- TASK DETAILS
Can you repeat every entry below word for word, omitting the pictures?

[Entries drawn from a dataset]
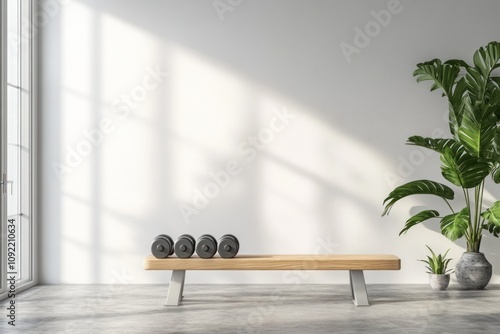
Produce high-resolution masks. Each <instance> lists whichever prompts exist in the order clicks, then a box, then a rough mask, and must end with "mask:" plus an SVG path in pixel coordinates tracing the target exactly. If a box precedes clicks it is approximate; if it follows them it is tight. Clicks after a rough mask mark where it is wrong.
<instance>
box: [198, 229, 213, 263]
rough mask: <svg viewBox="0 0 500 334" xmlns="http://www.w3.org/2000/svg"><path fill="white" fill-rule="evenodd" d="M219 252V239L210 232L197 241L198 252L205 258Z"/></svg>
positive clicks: (209, 257) (198, 238)
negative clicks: (217, 252) (215, 236)
mask: <svg viewBox="0 0 500 334" xmlns="http://www.w3.org/2000/svg"><path fill="white" fill-rule="evenodd" d="M215 253H217V240H216V239H215V238H214V237H213V236H211V235H210V234H204V235H202V236H201V237H199V238H198V241H197V242H196V254H198V256H199V257H201V258H203V259H209V258H211V257H213V256H214V255H215Z"/></svg>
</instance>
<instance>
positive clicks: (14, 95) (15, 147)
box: [7, 86, 20, 216]
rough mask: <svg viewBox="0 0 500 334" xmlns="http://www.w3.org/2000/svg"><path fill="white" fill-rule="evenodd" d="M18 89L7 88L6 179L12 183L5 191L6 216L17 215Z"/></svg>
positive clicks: (19, 144) (19, 151)
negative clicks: (5, 198)
mask: <svg viewBox="0 0 500 334" xmlns="http://www.w3.org/2000/svg"><path fill="white" fill-rule="evenodd" d="M19 98H20V93H19V89H17V88H13V87H10V86H8V87H7V179H8V180H9V181H13V183H11V184H9V187H8V191H7V215H8V216H12V215H17V214H18V213H19V200H18V198H19V193H18V187H19V181H20V180H19V166H20V165H19V162H20V160H19V159H20V154H19V152H20V150H19V149H20V142H19V126H20V123H19Z"/></svg>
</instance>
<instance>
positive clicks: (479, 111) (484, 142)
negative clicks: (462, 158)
mask: <svg viewBox="0 0 500 334" xmlns="http://www.w3.org/2000/svg"><path fill="white" fill-rule="evenodd" d="M493 111H494V109H493V108H490V106H489V105H485V104H476V105H474V106H469V107H467V108H465V113H464V116H463V119H462V123H461V125H460V127H459V130H458V137H459V139H460V142H461V143H462V144H463V145H464V147H465V148H466V150H467V152H469V154H470V155H472V156H474V157H476V158H482V159H487V160H492V158H493V154H494V153H495V136H496V131H497V128H496V122H497V118H496V116H495V114H494V112H493Z"/></svg>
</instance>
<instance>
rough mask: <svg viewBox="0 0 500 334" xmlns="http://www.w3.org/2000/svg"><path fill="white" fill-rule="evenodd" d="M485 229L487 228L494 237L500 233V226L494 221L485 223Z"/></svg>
mask: <svg viewBox="0 0 500 334" xmlns="http://www.w3.org/2000/svg"><path fill="white" fill-rule="evenodd" d="M483 229H485V230H487V231H488V232H490V233H491V234H493V236H494V237H496V238H498V236H499V235H500V226H498V225H495V224H493V223H492V222H488V223H487V224H483Z"/></svg>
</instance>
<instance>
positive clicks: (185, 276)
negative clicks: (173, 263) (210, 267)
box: [165, 270, 186, 306]
mask: <svg viewBox="0 0 500 334" xmlns="http://www.w3.org/2000/svg"><path fill="white" fill-rule="evenodd" d="M185 277H186V271H185V270H174V271H172V278H171V279H170V286H169V287H168V296H167V303H166V304H165V306H177V305H180V303H181V300H182V293H183V291H184V278H185Z"/></svg>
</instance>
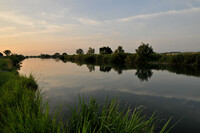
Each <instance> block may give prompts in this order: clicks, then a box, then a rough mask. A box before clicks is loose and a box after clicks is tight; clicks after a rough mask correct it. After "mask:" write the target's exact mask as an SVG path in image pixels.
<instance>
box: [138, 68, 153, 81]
mask: <svg viewBox="0 0 200 133" xmlns="http://www.w3.org/2000/svg"><path fill="white" fill-rule="evenodd" d="M135 75H136V76H137V77H138V78H139V79H140V81H141V82H142V81H148V79H150V78H151V76H152V75H153V72H152V71H151V69H145V68H144V69H137V71H136V73H135Z"/></svg>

- RESULT FOR THIS EXERCISE
Produce high-resolution masks. Each <instance> lists whichever prompts exist in the order clicks, then a box, then a rough mask, and must end with "mask:" plus an SVG path in pixel coordinates tracing the target exactly. If a box precedes clicks it is approximate; if it follows them it is tight. Clicks after a rough mask mark where it is wrong.
<instance>
box: [198, 229, 213, 263]
rough mask: <svg viewBox="0 0 500 334" xmlns="http://www.w3.org/2000/svg"><path fill="white" fill-rule="evenodd" d="M219 252V239L210 232L197 241L198 252L205 258Z"/></svg>
positive clicks: (209, 257) (198, 238)
negative clicks: (217, 252) (215, 236)
mask: <svg viewBox="0 0 500 334" xmlns="http://www.w3.org/2000/svg"><path fill="white" fill-rule="evenodd" d="M215 253H217V240H216V239H215V238H214V237H213V236H211V235H210V234H204V235H202V236H201V237H199V238H198V241H197V242H196V254H198V256H199V257H201V258H203V259H209V258H211V257H213V256H214V255H215Z"/></svg>
</instance>
<instance>
positive clicks: (14, 95) (15, 147)
box: [7, 86, 20, 216]
rough mask: <svg viewBox="0 0 500 334" xmlns="http://www.w3.org/2000/svg"><path fill="white" fill-rule="evenodd" d="M18 89L7 88L6 179L12 183L5 191L6 216L17 215Z"/></svg>
positive clicks: (19, 144) (19, 151)
negative clicks: (5, 198)
mask: <svg viewBox="0 0 500 334" xmlns="http://www.w3.org/2000/svg"><path fill="white" fill-rule="evenodd" d="M19 98H20V93H19V89H17V88H13V87H10V86H8V87H7V179H8V180H9V181H13V183H11V184H9V187H8V191H7V215H8V216H12V215H17V214H18V213H19V200H18V198H19V193H18V187H19V181H20V180H19V166H20V165H19V162H20V160H19V159H20V154H19V152H20V150H19V149H20V142H19V126H20V123H19Z"/></svg>
</instance>
<instance>
positive clicks: (479, 111) (484, 142)
negative clicks: (462, 158)
mask: <svg viewBox="0 0 500 334" xmlns="http://www.w3.org/2000/svg"><path fill="white" fill-rule="evenodd" d="M493 111H494V109H493V108H490V106H489V105H485V104H476V105H474V106H469V107H467V108H465V113H464V116H463V119H462V123H461V125H460V127H459V130H458V137H459V139H460V142H461V143H462V144H463V145H464V147H465V148H466V150H467V152H469V154H470V155H472V156H474V157H476V158H482V159H487V160H492V158H493V154H494V153H495V136H496V131H497V128H496V122H497V118H496V116H495V114H494V112H493Z"/></svg>
</instance>
<instance>
rough mask: <svg viewBox="0 0 500 334" xmlns="http://www.w3.org/2000/svg"><path fill="white" fill-rule="evenodd" d="M485 229L487 228L494 237L500 233V226L494 221L485 223Z"/></svg>
mask: <svg viewBox="0 0 500 334" xmlns="http://www.w3.org/2000/svg"><path fill="white" fill-rule="evenodd" d="M483 229H485V230H487V231H488V232H490V233H491V234H493V236H494V237H496V238H498V236H499V235H500V226H498V225H495V224H493V223H492V222H488V223H487V224H483Z"/></svg>
</instance>
<instance>
positive clicks: (185, 276)
negative clicks: (173, 263) (210, 267)
box: [165, 270, 186, 306]
mask: <svg viewBox="0 0 500 334" xmlns="http://www.w3.org/2000/svg"><path fill="white" fill-rule="evenodd" d="M185 277H186V271H185V270H174V271H172V278H171V279H170V286H169V287H168V296H167V303H166V304H165V306H177V305H180V303H181V300H182V293H183V291H184V278H185Z"/></svg>
</instance>
Each <instance> block may give prompts in this order: clicks, then a box, then a rough mask. A box before clicks is loose and a box after clicks is tight; clicks after a rough mask correct it. After "mask:" write the target's exact mask as an SVG path in image pixels.
<instance>
box: [138, 68, 153, 81]
mask: <svg viewBox="0 0 200 133" xmlns="http://www.w3.org/2000/svg"><path fill="white" fill-rule="evenodd" d="M135 75H136V76H137V77H138V78H139V79H140V81H141V82H142V81H148V79H150V78H151V76H152V75H153V72H152V71H151V69H145V68H144V69H137V71H136V73H135Z"/></svg>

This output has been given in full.